- [Written instruction A]: Reproduce the stretch of the climate refugees review from "Literature Review" through "2016 : 24)." word for word.

- [Excerpted text]:
━━━━━━━━━━

Literature Review
Climate refugees and Recognition at International scale
By Marie Courtais, 2018-04-18

Essam El-Hinnawi first introduced the concept of environmental refugees in the international academic arena in 1985 with his eponym book. El-Hinnawi (1985: 4) defined environmental refugees as "those people who have been forced to leave their traditional habitat, temporarily or permanently, because of a marked environmental disruption (natural and/or triggered by people) that jeopardized their existence and/or seriously affected the quality of their life" (Su 2016 : 24).

Nowadays that climate change had been proved by scientists and observed by all, the theme of climate refugees is the object of a flourishing literature in the academic international scene. Causes of displacement due to climate change can be generalized to three main factors: sea level rise, drought or desertification, and extreme weather. Numbers in 2015 were reaching 25 million people displaced because of climate change-induced reasons (Marshall 2015: 112), and if international climate change production goes on and arrive at a global +3 degrees celsius, previsions announce 800 millions of climate refugees for 2050. Climate change is thus seen as the first menace for international peace in being the first risk of conflict in the world. Nonetheless, there is an inherent problem of identification because displacement is scarcely exclusively induced by climate change: it is often a complex mix of factors that force people to get into motion. From that, the definition and frame of "climate refugees" are harshly assessable.

━━━━━━━━━━

- [Excerpted data]:
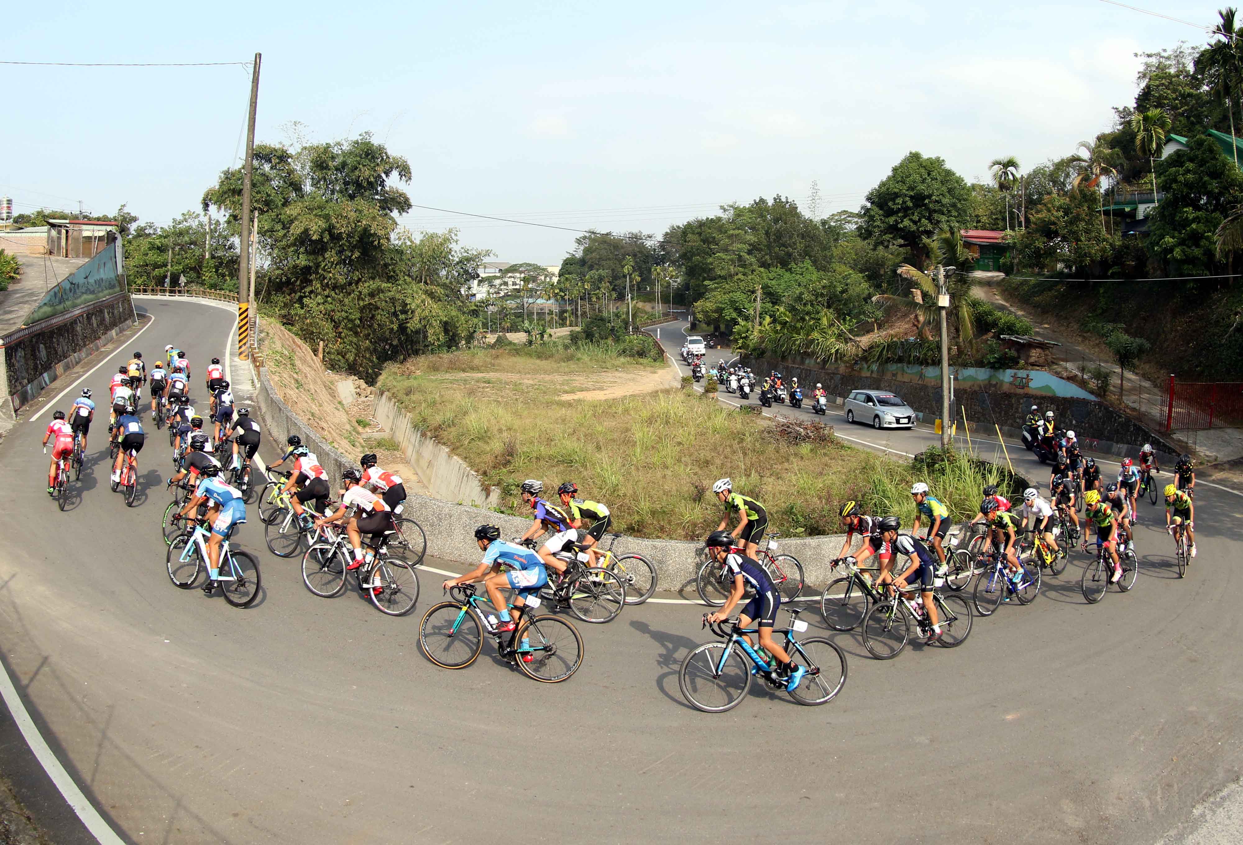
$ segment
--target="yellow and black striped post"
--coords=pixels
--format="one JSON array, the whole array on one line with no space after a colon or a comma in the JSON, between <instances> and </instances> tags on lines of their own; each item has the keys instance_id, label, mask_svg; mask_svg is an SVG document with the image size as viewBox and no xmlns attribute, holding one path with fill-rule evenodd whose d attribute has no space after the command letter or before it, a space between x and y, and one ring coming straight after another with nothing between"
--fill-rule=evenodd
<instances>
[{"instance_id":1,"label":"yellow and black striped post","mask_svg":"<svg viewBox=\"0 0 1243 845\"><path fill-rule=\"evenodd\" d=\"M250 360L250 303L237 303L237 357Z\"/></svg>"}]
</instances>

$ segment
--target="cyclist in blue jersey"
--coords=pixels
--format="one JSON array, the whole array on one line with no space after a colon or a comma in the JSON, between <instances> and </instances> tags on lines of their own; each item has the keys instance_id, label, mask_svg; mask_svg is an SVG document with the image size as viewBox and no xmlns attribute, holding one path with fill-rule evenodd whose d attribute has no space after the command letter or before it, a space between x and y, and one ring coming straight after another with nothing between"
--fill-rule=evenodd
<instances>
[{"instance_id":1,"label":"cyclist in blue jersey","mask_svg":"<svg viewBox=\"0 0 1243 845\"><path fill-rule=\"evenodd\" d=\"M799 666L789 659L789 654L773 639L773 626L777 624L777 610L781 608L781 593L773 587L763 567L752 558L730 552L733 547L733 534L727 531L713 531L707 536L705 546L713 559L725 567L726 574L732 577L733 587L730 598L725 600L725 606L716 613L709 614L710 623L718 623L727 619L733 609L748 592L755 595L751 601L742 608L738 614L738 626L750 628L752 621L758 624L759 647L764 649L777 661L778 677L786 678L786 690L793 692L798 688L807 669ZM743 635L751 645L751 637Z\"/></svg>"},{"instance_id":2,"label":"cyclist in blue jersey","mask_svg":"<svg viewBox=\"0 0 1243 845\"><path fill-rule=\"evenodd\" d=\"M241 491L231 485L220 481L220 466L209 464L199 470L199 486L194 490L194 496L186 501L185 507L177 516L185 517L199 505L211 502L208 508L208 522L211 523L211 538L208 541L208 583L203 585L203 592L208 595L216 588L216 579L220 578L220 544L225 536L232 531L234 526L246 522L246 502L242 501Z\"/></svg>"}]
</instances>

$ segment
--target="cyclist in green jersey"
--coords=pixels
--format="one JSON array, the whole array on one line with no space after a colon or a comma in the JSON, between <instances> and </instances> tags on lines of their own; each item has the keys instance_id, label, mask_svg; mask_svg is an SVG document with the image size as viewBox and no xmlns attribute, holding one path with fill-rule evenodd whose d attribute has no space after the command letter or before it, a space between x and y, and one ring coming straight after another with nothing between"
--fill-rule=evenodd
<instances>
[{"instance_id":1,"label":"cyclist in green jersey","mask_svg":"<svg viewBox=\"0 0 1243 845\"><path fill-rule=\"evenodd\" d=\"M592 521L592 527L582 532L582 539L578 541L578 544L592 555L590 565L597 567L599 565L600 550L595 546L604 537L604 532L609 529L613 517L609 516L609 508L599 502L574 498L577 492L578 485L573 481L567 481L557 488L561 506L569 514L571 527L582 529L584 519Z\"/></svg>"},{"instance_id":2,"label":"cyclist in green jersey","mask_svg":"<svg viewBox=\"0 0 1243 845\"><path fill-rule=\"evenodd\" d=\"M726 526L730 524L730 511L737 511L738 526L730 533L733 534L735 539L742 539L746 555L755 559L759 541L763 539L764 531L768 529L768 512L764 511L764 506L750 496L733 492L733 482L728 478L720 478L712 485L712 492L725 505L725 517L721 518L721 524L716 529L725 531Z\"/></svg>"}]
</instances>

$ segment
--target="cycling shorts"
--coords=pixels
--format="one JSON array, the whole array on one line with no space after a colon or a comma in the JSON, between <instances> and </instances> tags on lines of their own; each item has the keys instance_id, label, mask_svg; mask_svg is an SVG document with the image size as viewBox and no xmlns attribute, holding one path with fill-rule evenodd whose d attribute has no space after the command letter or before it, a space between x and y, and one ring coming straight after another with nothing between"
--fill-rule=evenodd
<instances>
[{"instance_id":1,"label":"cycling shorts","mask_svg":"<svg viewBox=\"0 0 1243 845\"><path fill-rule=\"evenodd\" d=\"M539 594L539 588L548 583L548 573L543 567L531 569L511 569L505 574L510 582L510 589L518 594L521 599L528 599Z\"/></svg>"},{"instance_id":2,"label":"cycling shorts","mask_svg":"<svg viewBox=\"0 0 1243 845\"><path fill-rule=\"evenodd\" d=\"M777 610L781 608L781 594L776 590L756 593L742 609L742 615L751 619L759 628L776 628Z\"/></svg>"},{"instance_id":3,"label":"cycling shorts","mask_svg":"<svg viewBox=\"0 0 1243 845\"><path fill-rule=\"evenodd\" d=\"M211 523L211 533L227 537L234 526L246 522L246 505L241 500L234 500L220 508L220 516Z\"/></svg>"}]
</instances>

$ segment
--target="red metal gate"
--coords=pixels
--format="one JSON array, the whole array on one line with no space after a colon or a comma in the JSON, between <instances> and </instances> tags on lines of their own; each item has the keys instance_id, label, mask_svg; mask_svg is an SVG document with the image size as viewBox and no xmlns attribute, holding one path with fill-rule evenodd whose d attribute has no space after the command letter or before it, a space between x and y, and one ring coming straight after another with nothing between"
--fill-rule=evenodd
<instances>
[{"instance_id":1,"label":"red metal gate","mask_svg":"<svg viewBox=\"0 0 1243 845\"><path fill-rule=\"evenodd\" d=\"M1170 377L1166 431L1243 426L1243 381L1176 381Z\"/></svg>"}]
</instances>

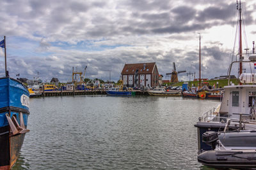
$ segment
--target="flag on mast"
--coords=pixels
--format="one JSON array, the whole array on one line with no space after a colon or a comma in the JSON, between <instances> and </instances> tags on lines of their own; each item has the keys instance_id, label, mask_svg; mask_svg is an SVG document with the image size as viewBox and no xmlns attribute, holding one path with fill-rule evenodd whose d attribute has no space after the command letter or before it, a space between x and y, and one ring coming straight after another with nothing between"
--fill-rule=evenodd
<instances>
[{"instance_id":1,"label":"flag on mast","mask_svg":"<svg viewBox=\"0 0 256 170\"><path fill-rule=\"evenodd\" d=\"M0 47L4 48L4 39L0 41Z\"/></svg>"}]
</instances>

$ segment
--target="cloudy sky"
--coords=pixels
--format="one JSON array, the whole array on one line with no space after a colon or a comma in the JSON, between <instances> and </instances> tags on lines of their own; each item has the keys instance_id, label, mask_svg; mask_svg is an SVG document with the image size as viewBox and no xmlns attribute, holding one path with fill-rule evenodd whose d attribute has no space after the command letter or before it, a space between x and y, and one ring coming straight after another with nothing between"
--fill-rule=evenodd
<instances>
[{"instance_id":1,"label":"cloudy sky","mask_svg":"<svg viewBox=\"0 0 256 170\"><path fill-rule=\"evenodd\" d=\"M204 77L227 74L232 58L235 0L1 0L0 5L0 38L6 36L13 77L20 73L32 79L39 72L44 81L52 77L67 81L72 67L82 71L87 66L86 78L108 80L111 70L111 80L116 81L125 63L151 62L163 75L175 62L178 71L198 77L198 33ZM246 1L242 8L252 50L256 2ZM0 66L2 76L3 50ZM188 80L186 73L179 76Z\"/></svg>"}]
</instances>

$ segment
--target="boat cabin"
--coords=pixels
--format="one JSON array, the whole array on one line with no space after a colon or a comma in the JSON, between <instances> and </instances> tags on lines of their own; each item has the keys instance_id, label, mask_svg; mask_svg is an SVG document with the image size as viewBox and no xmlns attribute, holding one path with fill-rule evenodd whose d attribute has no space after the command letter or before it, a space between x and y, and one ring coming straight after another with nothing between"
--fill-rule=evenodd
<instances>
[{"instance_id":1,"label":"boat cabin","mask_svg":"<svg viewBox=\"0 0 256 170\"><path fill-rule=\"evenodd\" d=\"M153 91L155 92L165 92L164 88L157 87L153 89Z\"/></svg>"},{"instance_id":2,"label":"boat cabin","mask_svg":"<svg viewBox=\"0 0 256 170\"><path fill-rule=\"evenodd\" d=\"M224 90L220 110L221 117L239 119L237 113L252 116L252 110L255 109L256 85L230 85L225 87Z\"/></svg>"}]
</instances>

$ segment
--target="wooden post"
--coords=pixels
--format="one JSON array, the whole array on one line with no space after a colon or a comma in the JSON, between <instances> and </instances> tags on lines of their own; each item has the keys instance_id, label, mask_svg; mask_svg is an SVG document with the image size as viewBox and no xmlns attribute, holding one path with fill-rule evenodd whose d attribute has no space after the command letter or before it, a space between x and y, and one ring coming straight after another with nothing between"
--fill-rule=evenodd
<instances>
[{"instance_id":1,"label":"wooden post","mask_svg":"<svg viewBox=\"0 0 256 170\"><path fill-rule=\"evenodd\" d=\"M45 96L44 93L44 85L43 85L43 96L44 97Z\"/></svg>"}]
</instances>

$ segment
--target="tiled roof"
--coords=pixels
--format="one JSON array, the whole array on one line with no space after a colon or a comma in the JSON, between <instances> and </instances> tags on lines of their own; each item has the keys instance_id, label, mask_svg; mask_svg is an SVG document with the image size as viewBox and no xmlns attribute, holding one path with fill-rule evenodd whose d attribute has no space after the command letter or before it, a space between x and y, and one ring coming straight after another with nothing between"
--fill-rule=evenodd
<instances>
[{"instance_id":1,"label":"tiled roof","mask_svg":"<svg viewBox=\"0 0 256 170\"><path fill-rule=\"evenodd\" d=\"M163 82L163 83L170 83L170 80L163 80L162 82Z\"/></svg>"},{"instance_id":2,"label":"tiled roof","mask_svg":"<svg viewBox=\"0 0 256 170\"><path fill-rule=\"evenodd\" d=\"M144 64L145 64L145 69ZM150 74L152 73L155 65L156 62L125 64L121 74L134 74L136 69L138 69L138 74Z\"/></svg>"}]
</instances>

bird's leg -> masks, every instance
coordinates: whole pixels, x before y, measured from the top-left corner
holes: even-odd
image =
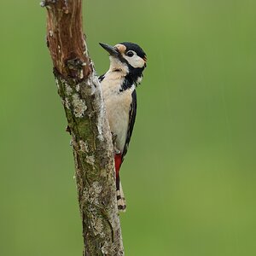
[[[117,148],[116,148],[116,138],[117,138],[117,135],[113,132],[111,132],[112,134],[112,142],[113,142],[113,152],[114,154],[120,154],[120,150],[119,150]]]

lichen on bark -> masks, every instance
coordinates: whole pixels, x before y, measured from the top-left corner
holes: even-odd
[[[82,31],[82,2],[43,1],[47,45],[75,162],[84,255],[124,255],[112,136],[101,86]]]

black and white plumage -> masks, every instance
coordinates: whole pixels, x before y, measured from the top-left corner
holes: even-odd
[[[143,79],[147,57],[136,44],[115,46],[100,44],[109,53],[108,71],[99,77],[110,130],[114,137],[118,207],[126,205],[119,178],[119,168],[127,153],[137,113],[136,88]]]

━━━━━━━━━━

- [Written instruction B]: Write out the records again from the line containing "black and white" through the end of the records, with "plumage" swapped for "feathers" and nothing else altered.

- [Exercise output A]:
Literature Review
Climate refugees and Recognition at International scale
By Marie Courtais, 2018-04-18

Essam El-Hinnawi first introduced the concept of environmental refugees in the international academic arena in 1985 with his eponym book. El-Hinnawi (1985: 4) defined environmental refugees as "those people who have been forced to leave their traditional habitat, temporarily or permanently, because of a marked environmental disruption (natural and/or triggered by people) that jeopardized their existence and/or seriously affected the quality of their life" (Su 2016 : 24).

- [Exercise output B]:
black and white feathers -> masks, every instance
coordinates: whole pixels, x before y, measured from the top-left corner
holes: even-odd
[[[143,79],[147,57],[136,44],[115,46],[100,44],[109,53],[108,71],[99,77],[110,130],[114,137],[118,207],[126,205],[119,178],[119,168],[127,153],[137,113],[136,88]]]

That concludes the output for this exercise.